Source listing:
__________________________________________________
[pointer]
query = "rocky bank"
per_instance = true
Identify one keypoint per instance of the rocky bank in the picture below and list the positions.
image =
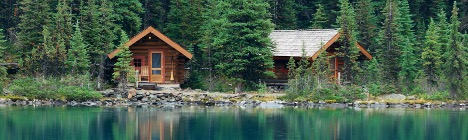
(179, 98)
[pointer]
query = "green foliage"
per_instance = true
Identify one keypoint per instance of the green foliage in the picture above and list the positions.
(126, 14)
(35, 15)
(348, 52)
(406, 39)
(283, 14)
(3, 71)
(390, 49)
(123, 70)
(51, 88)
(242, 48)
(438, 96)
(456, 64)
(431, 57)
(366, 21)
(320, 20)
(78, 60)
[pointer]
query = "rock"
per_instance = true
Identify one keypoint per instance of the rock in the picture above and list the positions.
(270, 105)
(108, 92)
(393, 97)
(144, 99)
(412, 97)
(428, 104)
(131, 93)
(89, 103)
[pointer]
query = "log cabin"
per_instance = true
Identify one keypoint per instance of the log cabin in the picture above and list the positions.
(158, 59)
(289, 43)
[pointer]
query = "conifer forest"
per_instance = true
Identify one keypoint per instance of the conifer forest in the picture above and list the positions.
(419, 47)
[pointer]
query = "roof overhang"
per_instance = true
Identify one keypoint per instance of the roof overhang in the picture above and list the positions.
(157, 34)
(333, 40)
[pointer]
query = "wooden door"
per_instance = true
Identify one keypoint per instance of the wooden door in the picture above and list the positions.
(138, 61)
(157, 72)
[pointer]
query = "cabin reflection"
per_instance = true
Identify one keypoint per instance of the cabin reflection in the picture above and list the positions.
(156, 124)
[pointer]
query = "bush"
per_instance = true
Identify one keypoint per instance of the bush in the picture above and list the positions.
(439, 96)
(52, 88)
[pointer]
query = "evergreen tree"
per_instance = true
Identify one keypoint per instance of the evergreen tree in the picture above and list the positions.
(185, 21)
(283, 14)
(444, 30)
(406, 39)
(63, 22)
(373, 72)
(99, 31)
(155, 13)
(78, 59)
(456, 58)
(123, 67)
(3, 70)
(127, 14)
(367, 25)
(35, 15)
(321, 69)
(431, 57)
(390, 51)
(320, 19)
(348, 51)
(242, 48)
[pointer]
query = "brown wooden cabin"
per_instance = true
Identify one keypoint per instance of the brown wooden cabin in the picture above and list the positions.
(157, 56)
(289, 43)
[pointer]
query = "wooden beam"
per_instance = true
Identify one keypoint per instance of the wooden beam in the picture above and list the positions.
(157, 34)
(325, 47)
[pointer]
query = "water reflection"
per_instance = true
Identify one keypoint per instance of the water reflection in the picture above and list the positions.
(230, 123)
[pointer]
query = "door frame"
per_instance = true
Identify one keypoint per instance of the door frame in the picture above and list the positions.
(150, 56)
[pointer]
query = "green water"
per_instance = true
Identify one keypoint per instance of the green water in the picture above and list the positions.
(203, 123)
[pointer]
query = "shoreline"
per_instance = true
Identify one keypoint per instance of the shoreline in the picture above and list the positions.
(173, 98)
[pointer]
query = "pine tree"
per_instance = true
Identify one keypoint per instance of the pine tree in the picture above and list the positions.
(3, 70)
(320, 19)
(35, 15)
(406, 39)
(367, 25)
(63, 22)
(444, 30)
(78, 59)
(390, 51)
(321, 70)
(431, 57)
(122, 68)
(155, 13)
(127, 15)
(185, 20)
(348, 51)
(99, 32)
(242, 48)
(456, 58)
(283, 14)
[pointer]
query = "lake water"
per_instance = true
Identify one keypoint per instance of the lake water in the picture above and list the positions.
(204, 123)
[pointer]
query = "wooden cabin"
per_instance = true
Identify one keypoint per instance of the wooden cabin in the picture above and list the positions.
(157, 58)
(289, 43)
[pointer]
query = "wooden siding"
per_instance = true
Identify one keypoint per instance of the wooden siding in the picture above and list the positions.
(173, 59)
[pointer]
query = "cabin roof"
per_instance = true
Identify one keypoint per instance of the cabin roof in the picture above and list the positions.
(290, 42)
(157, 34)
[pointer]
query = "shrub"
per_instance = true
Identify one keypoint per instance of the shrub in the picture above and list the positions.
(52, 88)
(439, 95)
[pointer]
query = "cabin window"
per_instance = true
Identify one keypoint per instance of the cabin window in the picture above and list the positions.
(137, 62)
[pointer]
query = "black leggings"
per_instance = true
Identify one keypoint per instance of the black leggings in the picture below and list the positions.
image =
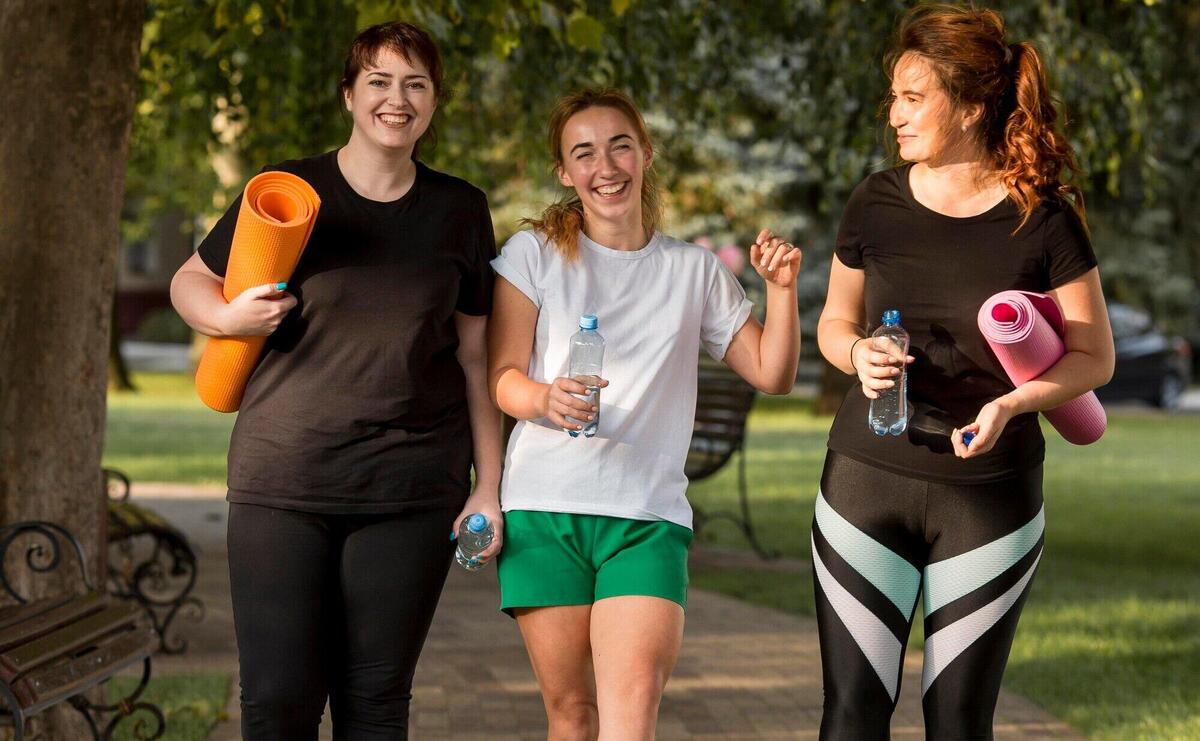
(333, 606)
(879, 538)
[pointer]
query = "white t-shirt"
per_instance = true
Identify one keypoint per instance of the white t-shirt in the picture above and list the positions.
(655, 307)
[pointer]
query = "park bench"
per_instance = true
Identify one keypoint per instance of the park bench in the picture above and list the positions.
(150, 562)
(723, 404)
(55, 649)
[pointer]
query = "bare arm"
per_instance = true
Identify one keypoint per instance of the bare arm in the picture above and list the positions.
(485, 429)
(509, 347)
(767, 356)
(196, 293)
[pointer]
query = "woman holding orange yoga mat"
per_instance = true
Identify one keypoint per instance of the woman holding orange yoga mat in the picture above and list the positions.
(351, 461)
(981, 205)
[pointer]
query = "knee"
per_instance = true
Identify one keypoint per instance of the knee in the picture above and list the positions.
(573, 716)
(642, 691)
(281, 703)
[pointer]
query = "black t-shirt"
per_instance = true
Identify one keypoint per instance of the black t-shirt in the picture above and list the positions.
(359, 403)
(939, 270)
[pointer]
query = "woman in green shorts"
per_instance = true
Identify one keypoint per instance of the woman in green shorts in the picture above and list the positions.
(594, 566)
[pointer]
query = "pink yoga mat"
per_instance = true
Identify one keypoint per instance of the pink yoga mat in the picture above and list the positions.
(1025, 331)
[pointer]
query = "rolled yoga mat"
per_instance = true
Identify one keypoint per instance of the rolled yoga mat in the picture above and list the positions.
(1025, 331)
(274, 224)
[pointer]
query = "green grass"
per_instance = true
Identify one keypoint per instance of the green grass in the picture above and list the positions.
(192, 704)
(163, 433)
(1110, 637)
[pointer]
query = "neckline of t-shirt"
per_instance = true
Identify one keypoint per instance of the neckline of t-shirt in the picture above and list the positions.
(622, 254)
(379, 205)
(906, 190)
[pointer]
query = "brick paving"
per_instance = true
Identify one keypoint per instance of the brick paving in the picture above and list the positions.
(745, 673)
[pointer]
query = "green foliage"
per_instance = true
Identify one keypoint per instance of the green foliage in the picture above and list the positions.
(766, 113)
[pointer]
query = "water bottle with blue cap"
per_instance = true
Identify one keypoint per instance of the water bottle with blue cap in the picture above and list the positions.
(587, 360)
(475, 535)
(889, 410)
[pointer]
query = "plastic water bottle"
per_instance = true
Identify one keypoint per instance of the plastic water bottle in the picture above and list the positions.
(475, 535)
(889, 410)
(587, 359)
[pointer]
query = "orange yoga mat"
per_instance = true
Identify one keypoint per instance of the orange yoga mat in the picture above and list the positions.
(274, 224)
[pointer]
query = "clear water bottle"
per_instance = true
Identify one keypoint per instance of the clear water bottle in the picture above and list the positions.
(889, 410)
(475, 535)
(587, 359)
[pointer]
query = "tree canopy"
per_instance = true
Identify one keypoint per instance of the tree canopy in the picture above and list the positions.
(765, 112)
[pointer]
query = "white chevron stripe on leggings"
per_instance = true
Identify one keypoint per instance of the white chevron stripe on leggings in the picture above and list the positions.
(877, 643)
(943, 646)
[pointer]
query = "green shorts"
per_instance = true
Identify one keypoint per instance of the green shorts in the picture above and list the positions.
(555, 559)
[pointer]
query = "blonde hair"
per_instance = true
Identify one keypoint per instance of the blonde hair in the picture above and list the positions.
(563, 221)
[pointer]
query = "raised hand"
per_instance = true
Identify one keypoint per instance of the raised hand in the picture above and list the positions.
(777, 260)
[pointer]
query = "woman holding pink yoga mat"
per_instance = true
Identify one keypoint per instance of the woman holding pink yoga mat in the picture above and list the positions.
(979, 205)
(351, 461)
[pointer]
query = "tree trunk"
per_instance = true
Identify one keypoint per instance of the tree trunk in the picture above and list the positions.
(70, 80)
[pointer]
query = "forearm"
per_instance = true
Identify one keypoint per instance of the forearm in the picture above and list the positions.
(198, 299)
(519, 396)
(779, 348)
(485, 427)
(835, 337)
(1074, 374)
__________________________________________________
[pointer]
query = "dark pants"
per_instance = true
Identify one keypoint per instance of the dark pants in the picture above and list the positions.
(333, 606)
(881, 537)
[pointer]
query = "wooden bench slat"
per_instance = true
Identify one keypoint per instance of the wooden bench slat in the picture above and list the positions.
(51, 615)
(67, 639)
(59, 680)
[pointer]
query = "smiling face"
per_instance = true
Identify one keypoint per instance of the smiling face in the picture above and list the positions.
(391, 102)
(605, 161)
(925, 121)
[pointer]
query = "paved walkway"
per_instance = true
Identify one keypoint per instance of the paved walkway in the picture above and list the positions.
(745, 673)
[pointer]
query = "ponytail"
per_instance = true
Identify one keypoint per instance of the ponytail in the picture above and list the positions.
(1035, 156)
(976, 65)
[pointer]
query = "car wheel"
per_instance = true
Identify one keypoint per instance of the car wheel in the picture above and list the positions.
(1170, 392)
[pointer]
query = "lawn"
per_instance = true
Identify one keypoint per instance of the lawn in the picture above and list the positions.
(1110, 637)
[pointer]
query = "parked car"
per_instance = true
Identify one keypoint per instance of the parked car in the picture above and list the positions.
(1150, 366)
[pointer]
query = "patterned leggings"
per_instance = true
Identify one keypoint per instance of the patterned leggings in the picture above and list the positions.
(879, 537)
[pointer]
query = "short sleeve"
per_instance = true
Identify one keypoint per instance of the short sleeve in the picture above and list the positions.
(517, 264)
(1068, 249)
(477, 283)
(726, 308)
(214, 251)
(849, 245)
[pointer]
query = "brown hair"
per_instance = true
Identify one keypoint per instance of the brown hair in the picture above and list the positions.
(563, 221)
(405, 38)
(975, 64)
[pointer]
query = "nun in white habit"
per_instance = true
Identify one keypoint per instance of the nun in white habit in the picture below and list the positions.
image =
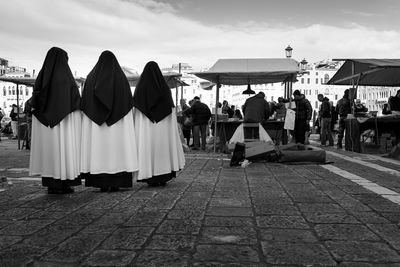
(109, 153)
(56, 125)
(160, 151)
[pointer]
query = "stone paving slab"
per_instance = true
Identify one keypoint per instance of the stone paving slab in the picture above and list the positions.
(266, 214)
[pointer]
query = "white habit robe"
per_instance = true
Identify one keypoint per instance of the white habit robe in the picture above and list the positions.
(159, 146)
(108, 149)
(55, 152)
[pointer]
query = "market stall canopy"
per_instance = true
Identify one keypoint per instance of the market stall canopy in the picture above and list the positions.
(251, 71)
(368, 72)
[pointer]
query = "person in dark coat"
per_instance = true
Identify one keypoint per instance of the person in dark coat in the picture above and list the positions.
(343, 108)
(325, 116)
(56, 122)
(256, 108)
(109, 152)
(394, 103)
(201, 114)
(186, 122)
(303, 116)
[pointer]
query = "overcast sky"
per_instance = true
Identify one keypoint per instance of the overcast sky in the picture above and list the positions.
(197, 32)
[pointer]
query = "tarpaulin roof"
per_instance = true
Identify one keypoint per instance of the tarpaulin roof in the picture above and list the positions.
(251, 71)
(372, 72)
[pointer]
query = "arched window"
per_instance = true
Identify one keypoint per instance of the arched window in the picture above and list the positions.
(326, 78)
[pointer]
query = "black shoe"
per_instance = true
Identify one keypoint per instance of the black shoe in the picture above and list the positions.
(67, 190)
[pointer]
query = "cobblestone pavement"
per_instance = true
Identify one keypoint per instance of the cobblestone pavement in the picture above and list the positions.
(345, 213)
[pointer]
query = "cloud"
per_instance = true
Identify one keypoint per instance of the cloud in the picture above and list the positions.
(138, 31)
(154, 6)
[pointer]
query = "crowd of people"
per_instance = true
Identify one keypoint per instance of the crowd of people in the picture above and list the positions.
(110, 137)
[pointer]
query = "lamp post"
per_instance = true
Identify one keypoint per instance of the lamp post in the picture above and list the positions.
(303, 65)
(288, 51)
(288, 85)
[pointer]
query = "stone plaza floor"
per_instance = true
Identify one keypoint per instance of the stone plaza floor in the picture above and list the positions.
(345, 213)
__________________________________________________
■ **The exercise**:
Gather every line in the listing above that contains the string "blue".

■ **Result of the task**:
query = "water bottle with blue cap"
Identify one keypoint per instance of the water bottle with blue cap in the picture above and list the positions.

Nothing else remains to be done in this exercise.